AVAILABLE RECORDS:
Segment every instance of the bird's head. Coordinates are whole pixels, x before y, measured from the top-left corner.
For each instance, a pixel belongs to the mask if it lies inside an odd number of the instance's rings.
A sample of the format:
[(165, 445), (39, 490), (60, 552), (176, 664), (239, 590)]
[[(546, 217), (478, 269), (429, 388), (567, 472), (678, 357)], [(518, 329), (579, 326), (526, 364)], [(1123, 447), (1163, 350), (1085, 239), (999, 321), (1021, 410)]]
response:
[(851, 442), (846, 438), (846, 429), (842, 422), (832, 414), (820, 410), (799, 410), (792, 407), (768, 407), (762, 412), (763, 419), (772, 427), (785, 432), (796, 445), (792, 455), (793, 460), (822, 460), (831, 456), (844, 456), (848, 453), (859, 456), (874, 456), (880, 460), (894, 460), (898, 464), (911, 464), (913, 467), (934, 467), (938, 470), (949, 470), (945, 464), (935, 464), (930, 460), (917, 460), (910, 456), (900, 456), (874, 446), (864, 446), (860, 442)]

WORK TO COMPLETE: Nothing but the lines from the one holding "321), (1021, 410)]]" to the end of the entries should be returned, each exactly as it stands.

RESPONSE AREA:
[[(546, 217), (478, 269), (429, 388), (567, 472), (678, 357)], [(518, 329), (579, 326), (526, 364)], [(1123, 447), (1163, 350), (1085, 239), (999, 321), (1021, 410)]]
response:
[(851, 442), (846, 438), (846, 429), (842, 422), (832, 414), (820, 410), (799, 410), (792, 407), (768, 407), (762, 412), (763, 419), (772, 427), (785, 432), (796, 445), (792, 455), (793, 460), (822, 460), (831, 456), (844, 456), (848, 453), (859, 456), (874, 456), (880, 460), (894, 460), (898, 464), (911, 464), (913, 467), (934, 467), (938, 470), (949, 470), (945, 464), (935, 464), (930, 460), (917, 460), (910, 456), (900, 456), (874, 446), (864, 446), (860, 442)]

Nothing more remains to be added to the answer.